---------- Text to read ----------
R.C. 2925.03(A)(2) requires that the offender act knowingly in committing the offense. A
complicity to trafficking in drugs conviction, therefore, requires the state to demonstrate that the
defendant knowingly “supported, assisted, encouraged, cooperated with, advised, or incited the
principal in the commission of the crime.” Johnson at syllabus.
{¶85} R.C. 2901.22(B) defines when a person acts knowingly:
A person acts knowingly, regardless of purpose, when the person is aware
that the person’s conduct will probably cause a certain result or will probably be
of a certain nature. A person has knowledge of circumstances when a person is
aware that such circumstances probably exist. When knowledge of the existence
of a particular fact is an element of an offense, such knowledge is established if a
person subjectively believes that there is a high probability of its existence and
fails to make inquiry or acts with a conscious purpose to avoid learning the fact.
---------- Exercise material ----------
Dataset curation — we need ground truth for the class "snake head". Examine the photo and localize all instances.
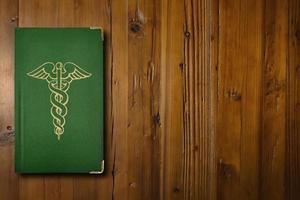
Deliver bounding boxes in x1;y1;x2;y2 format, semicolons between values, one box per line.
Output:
52;62;66;74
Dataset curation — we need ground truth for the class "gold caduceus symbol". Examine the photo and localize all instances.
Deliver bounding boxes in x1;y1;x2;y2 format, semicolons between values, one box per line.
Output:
27;62;92;140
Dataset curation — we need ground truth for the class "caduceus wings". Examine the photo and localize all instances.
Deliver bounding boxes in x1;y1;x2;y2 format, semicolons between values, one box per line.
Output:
63;62;92;83
27;62;92;140
27;62;55;83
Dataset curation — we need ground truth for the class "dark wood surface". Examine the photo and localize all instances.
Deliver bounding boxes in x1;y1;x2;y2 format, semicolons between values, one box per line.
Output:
0;0;300;200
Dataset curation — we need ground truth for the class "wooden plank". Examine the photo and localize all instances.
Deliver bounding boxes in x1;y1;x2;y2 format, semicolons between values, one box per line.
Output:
19;0;113;199
183;0;214;200
128;0;161;200
162;0;214;200
110;1;130;200
0;0;19;200
162;1;184;200
286;0;300;200
260;0;288;200
216;0;263;200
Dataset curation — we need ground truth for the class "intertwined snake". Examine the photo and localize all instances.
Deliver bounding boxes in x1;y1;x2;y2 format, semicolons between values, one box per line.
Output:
48;82;70;139
27;62;92;140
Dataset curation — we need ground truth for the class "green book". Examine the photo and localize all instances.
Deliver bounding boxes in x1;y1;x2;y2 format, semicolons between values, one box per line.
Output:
15;28;104;174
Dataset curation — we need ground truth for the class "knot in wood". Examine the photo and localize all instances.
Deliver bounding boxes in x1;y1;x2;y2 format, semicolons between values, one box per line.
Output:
129;20;142;33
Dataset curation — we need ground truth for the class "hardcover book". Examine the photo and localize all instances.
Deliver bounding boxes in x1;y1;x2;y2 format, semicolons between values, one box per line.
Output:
15;28;104;174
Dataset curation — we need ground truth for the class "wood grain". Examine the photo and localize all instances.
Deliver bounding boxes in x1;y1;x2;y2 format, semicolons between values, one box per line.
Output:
286;0;300;200
216;0;263;200
0;0;19;200
0;0;300;200
260;0;288;200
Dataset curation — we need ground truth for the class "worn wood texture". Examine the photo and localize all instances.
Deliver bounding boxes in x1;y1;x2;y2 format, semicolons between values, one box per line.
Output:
0;0;300;200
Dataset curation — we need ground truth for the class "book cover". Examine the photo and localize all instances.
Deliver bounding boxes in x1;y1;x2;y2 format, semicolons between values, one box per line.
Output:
15;28;104;173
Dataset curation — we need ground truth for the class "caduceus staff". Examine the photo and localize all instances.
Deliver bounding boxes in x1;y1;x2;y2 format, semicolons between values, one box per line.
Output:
27;62;92;140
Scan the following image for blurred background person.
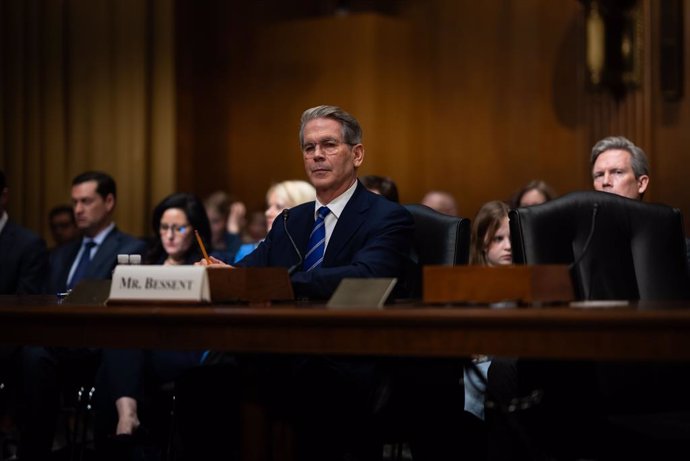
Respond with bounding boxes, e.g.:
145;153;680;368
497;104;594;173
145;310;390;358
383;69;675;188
19;171;146;461
359;175;400;203
48;205;81;247
510;179;558;208
422;190;458;216
204;190;246;263
235;180;316;262
242;210;267;243
464;200;517;459
0;170;48;294
96;193;211;459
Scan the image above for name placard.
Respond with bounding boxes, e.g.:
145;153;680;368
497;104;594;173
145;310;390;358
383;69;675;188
108;265;211;304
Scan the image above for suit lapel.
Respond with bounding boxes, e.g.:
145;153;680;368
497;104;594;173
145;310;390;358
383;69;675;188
0;221;14;255
86;228;120;278
323;180;370;265
50;239;82;291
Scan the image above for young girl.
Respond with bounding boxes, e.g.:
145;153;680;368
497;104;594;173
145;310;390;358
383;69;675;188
464;200;513;459
470;200;513;266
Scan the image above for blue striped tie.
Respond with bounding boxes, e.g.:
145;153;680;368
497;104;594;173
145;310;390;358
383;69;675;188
67;240;96;290
303;206;331;272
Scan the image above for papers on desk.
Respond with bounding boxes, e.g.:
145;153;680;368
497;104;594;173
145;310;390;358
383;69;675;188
569;299;630;309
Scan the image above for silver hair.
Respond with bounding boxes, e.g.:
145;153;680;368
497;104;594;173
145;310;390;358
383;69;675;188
299;106;362;148
590;136;649;178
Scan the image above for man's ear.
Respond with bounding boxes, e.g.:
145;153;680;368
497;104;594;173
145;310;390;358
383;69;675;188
352;144;364;168
637;174;649;195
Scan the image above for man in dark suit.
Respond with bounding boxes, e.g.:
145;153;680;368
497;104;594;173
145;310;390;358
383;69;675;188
183;106;462;460
0;171;48;294
0;170;48;452
20;171;145;460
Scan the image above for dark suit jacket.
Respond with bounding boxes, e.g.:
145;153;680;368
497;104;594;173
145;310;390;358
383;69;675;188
50;227;146;293
237;182;414;299
0;221;48;294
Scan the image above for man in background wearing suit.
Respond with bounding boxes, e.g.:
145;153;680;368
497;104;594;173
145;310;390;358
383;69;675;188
0;170;48;452
20;171;145;460
184;106;463;460
0;171;48;294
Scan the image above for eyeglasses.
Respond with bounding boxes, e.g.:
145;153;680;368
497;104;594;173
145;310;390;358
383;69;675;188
302;139;354;157
158;223;189;235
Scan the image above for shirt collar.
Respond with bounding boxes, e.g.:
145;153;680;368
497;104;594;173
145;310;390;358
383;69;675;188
314;179;357;219
0;211;10;232
82;222;115;246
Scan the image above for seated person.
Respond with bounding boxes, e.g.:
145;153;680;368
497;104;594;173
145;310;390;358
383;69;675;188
0;170;48;295
19;171;146;461
48;205;81;247
464;201;517;460
235;180;316;262
177;106;461;460
360;175;400;203
96;193;211;449
204;191;245;263
422;190;458;216
510;179;557;208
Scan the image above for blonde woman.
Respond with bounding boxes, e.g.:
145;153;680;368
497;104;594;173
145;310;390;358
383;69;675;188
235;180;316;262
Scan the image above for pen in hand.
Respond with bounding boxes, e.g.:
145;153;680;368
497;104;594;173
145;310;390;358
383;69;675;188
194;229;211;264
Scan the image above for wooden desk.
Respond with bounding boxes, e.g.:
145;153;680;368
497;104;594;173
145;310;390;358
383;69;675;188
0;296;690;360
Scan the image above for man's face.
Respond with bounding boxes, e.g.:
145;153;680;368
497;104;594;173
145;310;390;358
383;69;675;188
72;181;115;237
592;149;649;200
302;118;364;203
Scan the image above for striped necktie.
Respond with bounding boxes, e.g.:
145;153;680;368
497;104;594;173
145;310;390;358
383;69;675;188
303;206;331;272
67;240;96;290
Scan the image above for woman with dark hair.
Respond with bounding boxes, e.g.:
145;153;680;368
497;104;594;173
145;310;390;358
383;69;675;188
96;193;211;456
510;179;557;208
144;193;211;265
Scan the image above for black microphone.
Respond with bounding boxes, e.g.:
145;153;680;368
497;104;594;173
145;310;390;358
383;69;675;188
282;208;304;275
568;203;599;299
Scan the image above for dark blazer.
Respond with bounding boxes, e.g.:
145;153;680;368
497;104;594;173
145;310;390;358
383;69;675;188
0;221;48;294
237;182;414;299
50;227;146;293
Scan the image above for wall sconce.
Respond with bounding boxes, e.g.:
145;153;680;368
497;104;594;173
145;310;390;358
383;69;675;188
583;0;643;98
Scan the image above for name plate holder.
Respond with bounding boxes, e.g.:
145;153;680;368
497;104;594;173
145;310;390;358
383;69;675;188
422;264;574;304
107;265;294;305
106;265;211;305
207;267;295;306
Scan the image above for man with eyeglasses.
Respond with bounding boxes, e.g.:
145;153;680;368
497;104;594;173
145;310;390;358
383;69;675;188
183;106;463;460
19;171;146;460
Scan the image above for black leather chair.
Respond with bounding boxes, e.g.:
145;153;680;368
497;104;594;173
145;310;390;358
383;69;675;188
378;204;470;459
405;203;471;297
509;191;690;459
509;191;690;300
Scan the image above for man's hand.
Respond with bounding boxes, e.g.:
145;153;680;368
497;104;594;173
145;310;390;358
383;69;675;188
194;256;233;267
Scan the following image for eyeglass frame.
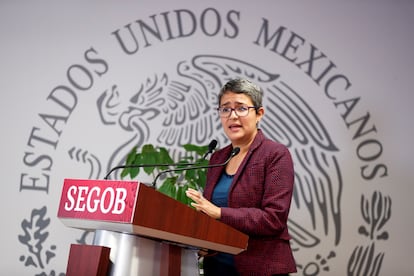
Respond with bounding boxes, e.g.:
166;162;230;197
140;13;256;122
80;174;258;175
216;105;259;118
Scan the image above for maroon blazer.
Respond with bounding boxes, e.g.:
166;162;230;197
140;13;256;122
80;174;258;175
204;130;296;276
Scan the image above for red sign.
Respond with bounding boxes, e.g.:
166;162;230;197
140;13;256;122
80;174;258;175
58;179;139;223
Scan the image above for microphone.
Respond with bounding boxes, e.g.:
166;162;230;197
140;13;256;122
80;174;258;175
151;147;240;188
104;139;217;180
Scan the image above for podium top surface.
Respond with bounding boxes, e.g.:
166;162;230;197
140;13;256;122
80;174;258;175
58;179;248;254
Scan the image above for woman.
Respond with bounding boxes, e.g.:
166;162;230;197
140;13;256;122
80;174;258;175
187;79;296;275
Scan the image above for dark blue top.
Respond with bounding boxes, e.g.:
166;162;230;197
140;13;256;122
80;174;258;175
211;172;234;265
----------
To-do list:
a: In the rows, between the lines holding "Scan the image above for name placard." and "590;136;649;178", inclusive, swap "Respond" for "Reply". Give those lines again with nothing else changed.
b: Finish out the next part of the passage on what it means to act knowingly.

Answer list:
a:
Scan the image above for name placard.
Reply with bounding boxes, e.g.:
145;153;680;368
497;104;594;173
145;310;390;358
383;69;675;188
108;265;211;304
Scan the image above for suit lapel.
Reply with bounding boxes, e.g.:
145;153;680;368
497;104;594;173
145;310;390;358
383;69;675;188
0;221;14;255
86;228;120;278
323;180;370;265
50;239;82;291
Scan the image above for young girl.
Reply with bounding boxes, e.g.:
145;153;680;368
497;104;594;173
145;310;390;358
383;69;675;188
464;200;513;459
470;200;513;266
Scan the image above for blue striped tie.
Reply with bounding boxes, e.g.:
145;153;680;368
497;104;594;173
145;310;390;358
383;69;675;188
67;240;96;290
303;206;331;272
Scan the image above for papers on desk.
Reply with bounding boxes, e.g.:
145;153;680;368
497;104;594;173
145;310;390;358
383;69;675;188
569;299;630;309
Scan the image above for silver hair.
Reply with bounding boxes, e.g.:
145;153;680;368
497;104;594;173
145;310;390;358
383;69;675;188
299;106;362;148
590;136;649;178

b:
{¶86} We observe that “‘[t]he intent of an accused person dwells in his mind’” and that
intent “‘can never be proved by the direct testimony of a third person.” State v. Johnson, 56
Ohio St.2d 35, 38, 381 N.E.2d 637 (1978), quoting State v. Huffman, 131 Ohio St. 27, 1 N.E.2d
313 (1936), paragraph four of the syllabus. Instead, intent “‘must be gathered from the
surrounding facts and circumstances under proper instructions from the court.’” Id., quoting
Huffman, paragraph four of the syllabus; e.g., State v. Conway, 108 Ohio St.3d 214, 2006-Ohio-
791, 842 N.E.2d 996, ¶ 143; State v. Garner, 74 Ohio St.3d 49, 60, 656 N.E.2d 623, 634, 1995
WL 664323 (1995). We further observe that “[i]ntention is a question of fact, and not one of
law.” Koenig v. State, 121 Ohio St. 147, 151, 167 N.E. 385 (1929); State v. Wamsley, 6th Dist.
Butler No. CA2002-05-109, 2003-Ohio-1872, ¶ 18.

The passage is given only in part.